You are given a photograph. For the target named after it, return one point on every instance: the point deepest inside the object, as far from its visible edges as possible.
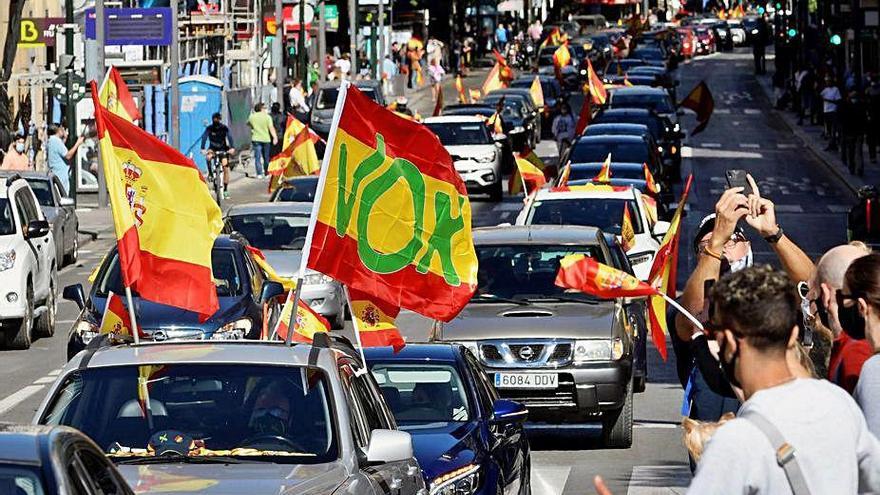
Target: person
(755, 324)
(58, 156)
(219, 139)
(263, 136)
(563, 128)
(16, 156)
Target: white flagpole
(319, 193)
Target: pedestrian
(16, 156)
(263, 137)
(58, 156)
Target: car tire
(617, 425)
(21, 339)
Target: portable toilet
(200, 98)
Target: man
(755, 323)
(847, 354)
(58, 156)
(263, 137)
(219, 140)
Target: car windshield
(606, 214)
(200, 410)
(652, 101)
(452, 134)
(43, 191)
(422, 394)
(226, 275)
(523, 272)
(7, 222)
(273, 231)
(632, 152)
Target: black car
(242, 289)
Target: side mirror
(507, 411)
(270, 291)
(76, 294)
(36, 229)
(389, 446)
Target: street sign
(150, 27)
(37, 32)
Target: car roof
(274, 207)
(536, 234)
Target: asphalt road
(744, 133)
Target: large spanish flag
(393, 219)
(164, 216)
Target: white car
(475, 154)
(27, 266)
(602, 209)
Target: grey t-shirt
(867, 393)
(833, 446)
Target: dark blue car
(465, 438)
(241, 289)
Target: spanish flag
(114, 96)
(306, 325)
(394, 219)
(663, 273)
(582, 273)
(374, 319)
(164, 216)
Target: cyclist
(219, 140)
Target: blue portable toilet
(200, 97)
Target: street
(744, 133)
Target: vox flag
(393, 219)
(163, 214)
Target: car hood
(253, 479)
(444, 447)
(568, 320)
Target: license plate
(526, 380)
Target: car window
(283, 412)
(422, 394)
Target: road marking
(18, 397)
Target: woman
(858, 309)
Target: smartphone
(737, 178)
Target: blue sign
(133, 26)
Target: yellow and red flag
(394, 219)
(701, 102)
(580, 272)
(164, 216)
(116, 98)
(375, 321)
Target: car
(54, 460)
(242, 291)
(323, 102)
(475, 154)
(236, 417)
(566, 356)
(278, 230)
(297, 189)
(465, 438)
(58, 209)
(28, 266)
(604, 210)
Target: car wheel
(45, 324)
(617, 425)
(21, 339)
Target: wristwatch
(773, 239)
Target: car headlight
(235, 330)
(462, 481)
(7, 260)
(316, 279)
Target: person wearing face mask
(858, 303)
(16, 156)
(755, 325)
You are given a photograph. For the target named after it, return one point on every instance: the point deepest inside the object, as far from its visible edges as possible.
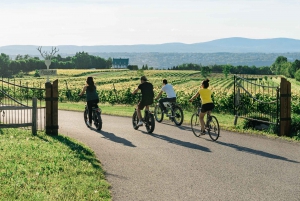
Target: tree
(276, 66)
(205, 71)
(82, 60)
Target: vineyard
(115, 86)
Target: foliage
(48, 168)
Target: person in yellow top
(207, 103)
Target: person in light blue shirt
(171, 95)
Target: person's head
(144, 79)
(90, 81)
(205, 83)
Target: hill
(235, 51)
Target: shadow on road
(181, 127)
(114, 138)
(81, 151)
(255, 152)
(179, 142)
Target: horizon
(115, 22)
(161, 43)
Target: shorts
(207, 107)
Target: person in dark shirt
(147, 97)
(91, 96)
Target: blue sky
(127, 22)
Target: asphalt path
(173, 164)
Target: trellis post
(285, 108)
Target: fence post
(55, 108)
(51, 108)
(34, 119)
(285, 107)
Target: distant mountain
(231, 45)
(234, 51)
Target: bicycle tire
(158, 114)
(86, 116)
(213, 128)
(150, 124)
(195, 125)
(178, 115)
(135, 120)
(98, 121)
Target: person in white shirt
(171, 95)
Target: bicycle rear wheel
(150, 123)
(135, 120)
(178, 115)
(159, 115)
(213, 128)
(98, 121)
(195, 125)
(86, 117)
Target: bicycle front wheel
(213, 128)
(150, 124)
(135, 120)
(195, 125)
(178, 115)
(158, 114)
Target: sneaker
(88, 123)
(140, 123)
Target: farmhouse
(120, 62)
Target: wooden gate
(21, 105)
(259, 101)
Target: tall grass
(48, 168)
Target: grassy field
(48, 168)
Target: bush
(297, 75)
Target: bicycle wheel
(178, 115)
(158, 114)
(195, 125)
(135, 120)
(213, 128)
(98, 121)
(86, 116)
(150, 123)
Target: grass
(48, 168)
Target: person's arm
(83, 91)
(158, 95)
(194, 96)
(135, 91)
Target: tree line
(82, 60)
(26, 63)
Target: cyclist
(147, 97)
(207, 103)
(91, 97)
(171, 95)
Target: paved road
(173, 164)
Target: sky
(131, 22)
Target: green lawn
(48, 168)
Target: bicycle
(96, 116)
(174, 112)
(211, 125)
(148, 120)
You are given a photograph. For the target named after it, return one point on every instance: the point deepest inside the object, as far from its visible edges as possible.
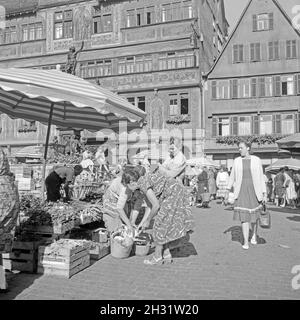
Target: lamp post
(196, 41)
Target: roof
(239, 22)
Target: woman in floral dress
(9, 208)
(171, 211)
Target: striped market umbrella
(64, 100)
(291, 163)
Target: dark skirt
(53, 183)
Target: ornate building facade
(254, 86)
(152, 52)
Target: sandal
(153, 261)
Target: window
(244, 126)
(291, 50)
(287, 124)
(223, 127)
(32, 31)
(8, 35)
(253, 87)
(140, 17)
(268, 86)
(264, 21)
(273, 50)
(130, 18)
(223, 90)
(131, 100)
(184, 103)
(101, 22)
(173, 106)
(265, 124)
(63, 25)
(287, 85)
(238, 53)
(187, 10)
(141, 103)
(150, 15)
(98, 68)
(179, 104)
(255, 52)
(244, 91)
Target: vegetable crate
(99, 250)
(64, 226)
(23, 256)
(63, 261)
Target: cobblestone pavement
(212, 265)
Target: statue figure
(72, 59)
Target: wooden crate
(64, 261)
(23, 256)
(99, 250)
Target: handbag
(265, 217)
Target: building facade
(254, 86)
(151, 52)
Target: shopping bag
(265, 218)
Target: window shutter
(241, 53)
(235, 88)
(214, 132)
(276, 50)
(293, 49)
(255, 124)
(288, 49)
(253, 87)
(271, 21)
(262, 91)
(235, 53)
(276, 86)
(234, 126)
(278, 123)
(257, 51)
(271, 50)
(297, 122)
(251, 51)
(254, 20)
(214, 89)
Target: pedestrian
(171, 212)
(61, 176)
(249, 191)
(222, 182)
(174, 165)
(9, 208)
(289, 185)
(279, 190)
(212, 187)
(202, 185)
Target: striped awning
(290, 163)
(78, 104)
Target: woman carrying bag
(249, 191)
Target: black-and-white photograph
(149, 151)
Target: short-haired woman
(249, 191)
(115, 198)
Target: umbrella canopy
(62, 99)
(77, 103)
(203, 162)
(290, 142)
(291, 163)
(30, 152)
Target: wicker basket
(119, 251)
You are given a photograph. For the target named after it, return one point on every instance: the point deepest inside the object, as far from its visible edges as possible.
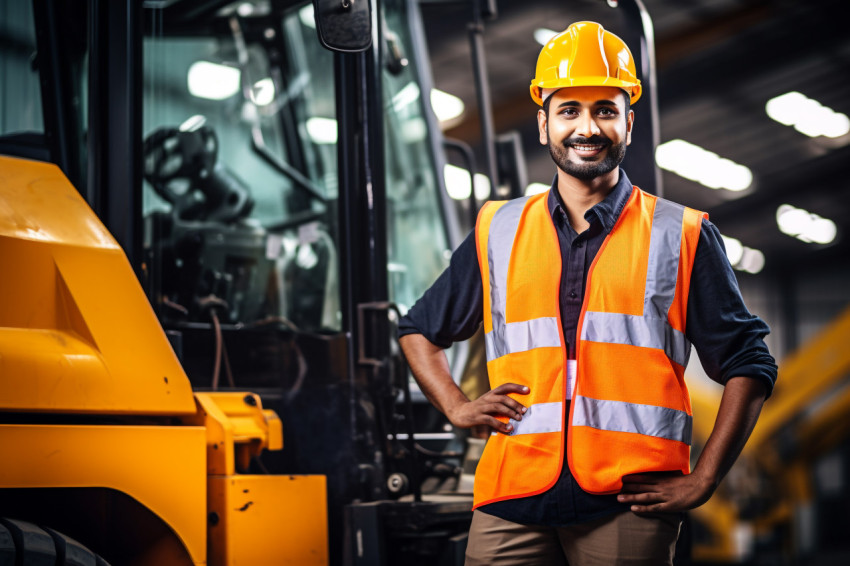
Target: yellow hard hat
(585, 55)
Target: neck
(579, 195)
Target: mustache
(592, 140)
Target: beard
(587, 169)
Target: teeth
(587, 147)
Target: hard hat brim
(634, 90)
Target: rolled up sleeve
(451, 309)
(727, 337)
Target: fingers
(499, 395)
(641, 478)
(506, 388)
(640, 498)
(497, 425)
(637, 487)
(496, 408)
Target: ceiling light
(322, 131)
(446, 106)
(805, 225)
(307, 16)
(536, 189)
(543, 35)
(212, 80)
(807, 116)
(734, 249)
(459, 186)
(703, 166)
(458, 182)
(262, 93)
(741, 257)
(752, 261)
(482, 186)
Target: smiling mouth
(586, 149)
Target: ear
(542, 126)
(630, 122)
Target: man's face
(587, 130)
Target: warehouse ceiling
(718, 64)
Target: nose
(587, 126)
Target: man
(584, 293)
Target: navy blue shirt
(728, 339)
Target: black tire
(26, 544)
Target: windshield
(20, 92)
(240, 173)
(417, 239)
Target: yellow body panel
(161, 467)
(268, 520)
(77, 334)
(237, 429)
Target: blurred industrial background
(229, 154)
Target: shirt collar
(607, 211)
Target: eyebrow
(597, 103)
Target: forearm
(430, 368)
(739, 409)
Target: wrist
(706, 479)
(453, 407)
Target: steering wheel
(177, 162)
(181, 165)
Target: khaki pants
(620, 539)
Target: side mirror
(344, 25)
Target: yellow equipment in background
(770, 493)
(78, 336)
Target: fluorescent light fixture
(262, 93)
(741, 257)
(446, 106)
(752, 261)
(705, 167)
(805, 225)
(406, 96)
(807, 116)
(543, 35)
(536, 189)
(482, 186)
(307, 16)
(414, 130)
(212, 80)
(322, 131)
(458, 182)
(734, 249)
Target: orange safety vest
(630, 409)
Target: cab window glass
(240, 170)
(417, 237)
(20, 92)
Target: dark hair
(626, 98)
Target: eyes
(604, 112)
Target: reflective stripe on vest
(652, 329)
(618, 416)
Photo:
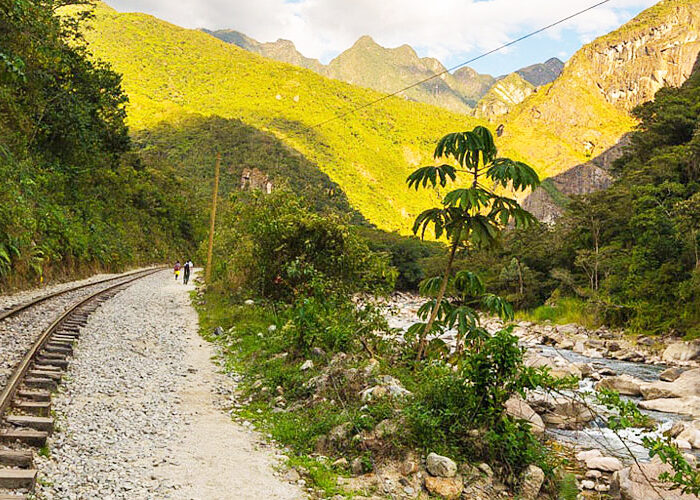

◆ ◆ ◆ ◆ ◆

Prompt: Nothing but an exact copy is needed, covering the lines from the line with "Target: forearm" through the last line of the entries, pictures excluded.

Reply to the exercise:
Target: forearm
(430, 368)
(739, 409)
Target: wrist
(706, 479)
(453, 407)
Target: steering wheel
(177, 162)
(181, 165)
Target: khaki pants
(620, 539)
Target: side mirror
(344, 25)
Target: yellow equipment in background
(770, 493)
(78, 336)
Target: fluorescent light fixture
(262, 93)
(741, 257)
(446, 106)
(752, 261)
(705, 167)
(805, 225)
(406, 96)
(807, 116)
(543, 35)
(536, 189)
(482, 186)
(307, 16)
(414, 130)
(212, 80)
(322, 131)
(458, 182)
(734, 249)
Target: orange safety vest
(630, 409)
Target: cab window glass
(240, 170)
(417, 237)
(20, 92)
Target: dark hair
(626, 98)
Target: eyes
(604, 112)
Target: reflective stripe on vest
(652, 329)
(618, 416)
Photo:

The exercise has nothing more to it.